_THE TASK_
Retype every entry word for word.

_TASK INPUT_

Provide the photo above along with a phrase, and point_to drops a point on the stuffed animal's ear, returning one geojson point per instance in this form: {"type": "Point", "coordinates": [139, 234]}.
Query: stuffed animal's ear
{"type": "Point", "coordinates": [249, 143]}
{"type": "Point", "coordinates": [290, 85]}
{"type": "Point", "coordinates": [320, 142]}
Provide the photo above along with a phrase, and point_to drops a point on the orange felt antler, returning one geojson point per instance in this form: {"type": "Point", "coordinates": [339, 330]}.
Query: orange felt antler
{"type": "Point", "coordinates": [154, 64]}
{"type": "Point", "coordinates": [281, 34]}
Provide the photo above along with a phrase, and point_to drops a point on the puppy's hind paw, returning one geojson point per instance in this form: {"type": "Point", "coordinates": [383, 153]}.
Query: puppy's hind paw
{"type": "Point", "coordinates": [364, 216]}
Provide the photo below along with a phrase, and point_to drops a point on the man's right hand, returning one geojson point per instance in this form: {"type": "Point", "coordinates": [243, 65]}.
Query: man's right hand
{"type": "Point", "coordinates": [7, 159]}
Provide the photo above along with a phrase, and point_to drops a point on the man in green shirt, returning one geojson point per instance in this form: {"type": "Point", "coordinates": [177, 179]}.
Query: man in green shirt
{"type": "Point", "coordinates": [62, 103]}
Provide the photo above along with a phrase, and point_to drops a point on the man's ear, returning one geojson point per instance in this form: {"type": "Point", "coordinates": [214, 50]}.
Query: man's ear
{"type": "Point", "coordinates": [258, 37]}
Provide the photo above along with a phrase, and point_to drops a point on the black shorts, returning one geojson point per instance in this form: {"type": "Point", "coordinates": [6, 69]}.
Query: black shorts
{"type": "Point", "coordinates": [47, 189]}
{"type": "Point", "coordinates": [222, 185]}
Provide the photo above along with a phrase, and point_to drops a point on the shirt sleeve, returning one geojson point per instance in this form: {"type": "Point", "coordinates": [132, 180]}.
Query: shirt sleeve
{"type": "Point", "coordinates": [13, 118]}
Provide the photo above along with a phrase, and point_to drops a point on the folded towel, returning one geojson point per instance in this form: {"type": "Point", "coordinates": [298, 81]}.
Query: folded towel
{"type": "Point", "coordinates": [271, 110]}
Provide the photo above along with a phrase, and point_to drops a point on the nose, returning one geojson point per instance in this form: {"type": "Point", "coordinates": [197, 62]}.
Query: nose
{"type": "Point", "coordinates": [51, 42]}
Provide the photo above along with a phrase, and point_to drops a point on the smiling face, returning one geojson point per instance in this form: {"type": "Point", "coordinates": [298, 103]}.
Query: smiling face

_TASK SOLUTION_
Provide the photo above along with a phrase, and point_to drops a point on the stuffed animal's ear, returning one geojson point per instance in this form: {"type": "Point", "coordinates": [139, 234]}.
Query: stuffed animal's ear
{"type": "Point", "coordinates": [249, 143]}
{"type": "Point", "coordinates": [290, 85]}
{"type": "Point", "coordinates": [320, 142]}
Provide the photo above along with a phrase, and point_to drops a point on the orange felt antler, returning one geojson point per instance in this form: {"type": "Point", "coordinates": [339, 330]}.
Query: orange felt antler
{"type": "Point", "coordinates": [154, 64]}
{"type": "Point", "coordinates": [281, 34]}
Provide the photo above along with a phrase, and point_to drops a point on the puppy's hind paw, returning one geojson point per instance in this form: {"type": "Point", "coordinates": [383, 153]}.
Query: puppy's hind paw
{"type": "Point", "coordinates": [364, 216]}
Provide the photo below along with a phrase, and point_to drops a point on the man's right hand, returning one geojson point per instance in this form: {"type": "Point", "coordinates": [243, 65]}.
Query: man's right hand
{"type": "Point", "coordinates": [7, 159]}
Provide the photo above along with a phrase, and point_to drops a point on the man in green shirt, returning one geojson point per instance in this form: {"type": "Point", "coordinates": [177, 179]}.
Query: man in green shirt
{"type": "Point", "coordinates": [62, 103]}
Provide the photo above along with a phrase, and point_to drops a point on the man's ear, returning one geojson point per instance in this form: {"type": "Point", "coordinates": [214, 50]}.
Query: man's ear
{"type": "Point", "coordinates": [258, 37]}
Provide the photo above along with a phrase, and point_to drops a point on the black shorts, returning one geojson point per instance in this form: {"type": "Point", "coordinates": [6, 69]}.
Query: black shorts
{"type": "Point", "coordinates": [47, 189]}
{"type": "Point", "coordinates": [222, 185]}
Provide the photo above along with a phrase, and point_to drops a point on the shirt sleeve, returning one geojson point per instance in this form: {"type": "Point", "coordinates": [132, 180]}.
Query: shirt sleeve
{"type": "Point", "coordinates": [13, 118]}
Provide the photo above along with a phrase, and point_to drops a point on the folded towel, returning one geojson point per instance in this form: {"type": "Point", "coordinates": [298, 81]}.
Query: folded towel
{"type": "Point", "coordinates": [271, 110]}
Provide the photo above along with a phrase, and point_to drops a point on the nose, returning one geojson point per instance in this form: {"type": "Point", "coordinates": [197, 62]}.
Query: nose
{"type": "Point", "coordinates": [51, 42]}
Provide the photo above along with a phrase, and point_to drops a point on the smiling face, returning one geojson point per instance in this form: {"type": "Point", "coordinates": [298, 103]}.
Query: smiling face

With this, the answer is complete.